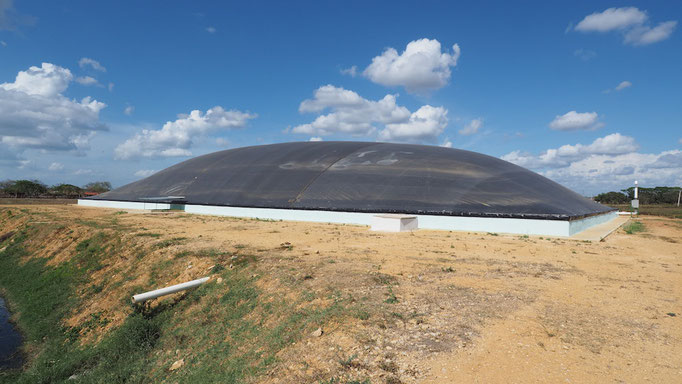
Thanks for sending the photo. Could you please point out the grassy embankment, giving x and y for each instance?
(671, 211)
(226, 332)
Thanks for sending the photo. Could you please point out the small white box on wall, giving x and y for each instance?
(394, 223)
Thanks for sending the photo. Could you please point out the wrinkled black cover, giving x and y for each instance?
(363, 177)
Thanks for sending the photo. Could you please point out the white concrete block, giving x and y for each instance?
(394, 223)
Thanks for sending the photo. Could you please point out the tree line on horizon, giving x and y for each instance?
(36, 189)
(656, 195)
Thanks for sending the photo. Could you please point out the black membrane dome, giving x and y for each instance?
(361, 177)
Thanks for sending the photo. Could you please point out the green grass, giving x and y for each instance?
(634, 227)
(672, 211)
(229, 332)
(170, 242)
(148, 234)
(43, 296)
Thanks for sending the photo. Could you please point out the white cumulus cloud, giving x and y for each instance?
(609, 163)
(612, 19)
(421, 67)
(644, 35)
(175, 137)
(87, 80)
(623, 85)
(613, 144)
(56, 167)
(94, 64)
(424, 125)
(35, 114)
(351, 114)
(576, 121)
(472, 127)
(631, 22)
(352, 71)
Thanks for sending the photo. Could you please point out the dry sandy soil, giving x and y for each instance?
(447, 307)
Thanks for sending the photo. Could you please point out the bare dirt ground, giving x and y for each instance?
(438, 306)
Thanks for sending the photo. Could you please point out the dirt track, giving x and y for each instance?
(446, 307)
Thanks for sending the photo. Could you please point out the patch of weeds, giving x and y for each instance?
(361, 314)
(44, 296)
(349, 362)
(634, 227)
(308, 296)
(170, 242)
(392, 298)
(209, 252)
(389, 366)
(384, 279)
(89, 252)
(148, 234)
(96, 288)
(336, 380)
(182, 254)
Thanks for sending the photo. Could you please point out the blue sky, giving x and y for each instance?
(586, 93)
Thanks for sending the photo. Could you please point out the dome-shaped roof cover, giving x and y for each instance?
(362, 177)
★ ★ ★ ★ ★ ★ ★
**DIRECTIONS FOR THIS TASK:** Without including any pictures, print all of the material exactly as given.

**OUTPUT OF THE EXERCISE:**
Thanks for sending the photo. Could you please point out the grassy embankment, giving x and y for each instance?
(671, 211)
(226, 332)
Thanks for sending the photo. Could you please point out the small white box on wall, giving x and y for each instance?
(394, 223)
Thanks for sending the photo. Could you please point out the wrinkled black cover, giving x and y for each instance?
(363, 177)
Thanks for sending the photo. Could you please point out the white concrete block, giving x and y for each instance?
(394, 223)
Thanks for sending the photo. Could you please point out the tree line on horizon, giving x and y for each instance?
(36, 189)
(656, 195)
Thanks for sending the photo. Could you please point out the black membrane dome, giving x and y for each instance?
(361, 177)
Thanks for sending the photo. Could you please point out the green grass, giving x and y for each instance?
(634, 227)
(672, 211)
(229, 332)
(170, 242)
(148, 234)
(43, 296)
Thanks for sending the photo. Could you please point out the white cumulus cloud, giving x and y for each instance?
(609, 163)
(612, 19)
(421, 67)
(644, 35)
(175, 137)
(87, 80)
(623, 85)
(613, 144)
(56, 167)
(94, 64)
(424, 125)
(35, 114)
(351, 114)
(576, 121)
(472, 127)
(631, 22)
(352, 71)
Thanks for sending the photo. Could you please point out the dry sandy soil, giving x and y for each instance?
(447, 307)
Thanks for sending the photo. Could you please point out the bare dirt ground, giving x and y for each instance?
(438, 306)
Thanks for sending the photo. Could you please point out the dirt track, giving x and y for each instance?
(446, 307)
Thanks for sending the photo. Could you please point out the patch of weeds, giving x and y for each instance?
(361, 314)
(44, 296)
(349, 362)
(634, 227)
(308, 296)
(170, 242)
(392, 298)
(209, 252)
(389, 366)
(384, 279)
(89, 252)
(148, 234)
(96, 288)
(336, 380)
(182, 254)
Thanks for sending the photo. Could you please point out the blue sky, giving x and y for each instance?
(586, 93)
Thanks for sending the photo. Could you please point out the dome-shaped roof cover, giving x and y for each instance?
(362, 177)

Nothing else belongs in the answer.